Starting at the line that has "In this exercise you will tag the grassy" and stopping after the line that has "In this exercise you will tag the dark", reproduce the listing below exactly; omit everything else.

### ENTRIES SHOWN:
/---
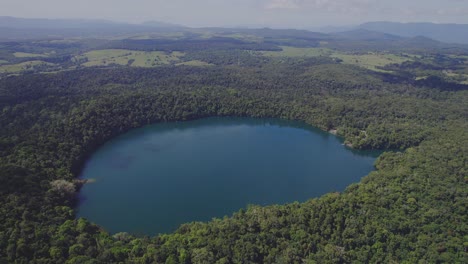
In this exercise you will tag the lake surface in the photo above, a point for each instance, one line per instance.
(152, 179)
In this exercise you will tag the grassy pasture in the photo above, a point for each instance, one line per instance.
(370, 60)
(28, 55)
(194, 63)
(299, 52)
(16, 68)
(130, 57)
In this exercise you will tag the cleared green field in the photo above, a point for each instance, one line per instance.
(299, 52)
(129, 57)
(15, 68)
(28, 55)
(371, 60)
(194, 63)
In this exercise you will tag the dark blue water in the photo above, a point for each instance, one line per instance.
\---
/---
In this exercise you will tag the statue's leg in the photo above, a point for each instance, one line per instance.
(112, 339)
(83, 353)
\---
/---
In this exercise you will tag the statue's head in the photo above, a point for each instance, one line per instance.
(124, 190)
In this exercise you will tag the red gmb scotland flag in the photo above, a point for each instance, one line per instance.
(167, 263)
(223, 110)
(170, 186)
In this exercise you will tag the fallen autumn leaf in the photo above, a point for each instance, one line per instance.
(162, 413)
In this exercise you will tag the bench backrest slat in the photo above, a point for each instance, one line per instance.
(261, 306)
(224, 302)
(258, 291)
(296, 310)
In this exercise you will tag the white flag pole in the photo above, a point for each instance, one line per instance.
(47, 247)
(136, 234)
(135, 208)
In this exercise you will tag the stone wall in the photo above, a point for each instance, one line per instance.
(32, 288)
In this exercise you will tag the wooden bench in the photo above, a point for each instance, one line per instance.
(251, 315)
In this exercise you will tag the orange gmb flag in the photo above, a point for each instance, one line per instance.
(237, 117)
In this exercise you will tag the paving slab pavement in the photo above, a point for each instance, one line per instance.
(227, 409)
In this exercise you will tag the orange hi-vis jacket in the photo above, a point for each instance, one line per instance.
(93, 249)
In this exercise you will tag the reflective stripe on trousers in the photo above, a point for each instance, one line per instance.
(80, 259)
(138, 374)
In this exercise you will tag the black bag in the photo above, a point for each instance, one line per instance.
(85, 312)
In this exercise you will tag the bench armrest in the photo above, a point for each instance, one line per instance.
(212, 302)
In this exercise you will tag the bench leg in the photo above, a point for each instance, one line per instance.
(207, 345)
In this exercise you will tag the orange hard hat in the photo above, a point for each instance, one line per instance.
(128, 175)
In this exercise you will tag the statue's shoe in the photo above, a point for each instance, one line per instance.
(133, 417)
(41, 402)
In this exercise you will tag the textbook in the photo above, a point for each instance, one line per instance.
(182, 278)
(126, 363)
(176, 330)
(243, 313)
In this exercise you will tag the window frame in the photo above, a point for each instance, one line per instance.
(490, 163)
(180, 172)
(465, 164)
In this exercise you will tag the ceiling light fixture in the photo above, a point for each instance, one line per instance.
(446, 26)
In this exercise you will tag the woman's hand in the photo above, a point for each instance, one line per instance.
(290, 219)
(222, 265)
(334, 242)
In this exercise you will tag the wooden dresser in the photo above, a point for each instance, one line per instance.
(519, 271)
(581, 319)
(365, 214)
\---
### TASK RESULT:
In this exercise you will tag the grassy pasture in the photo above, a point for each instance, one line per instance.
(370, 60)
(28, 55)
(194, 63)
(299, 52)
(16, 68)
(130, 57)
In this exercise you will tag the cleared green field in the photo above, a point for each instance, one line per instance.
(299, 52)
(129, 57)
(15, 68)
(28, 55)
(371, 60)
(194, 63)
In this exercise you will tag the dark blue water in the photo above, a point for each instance, one line per instance.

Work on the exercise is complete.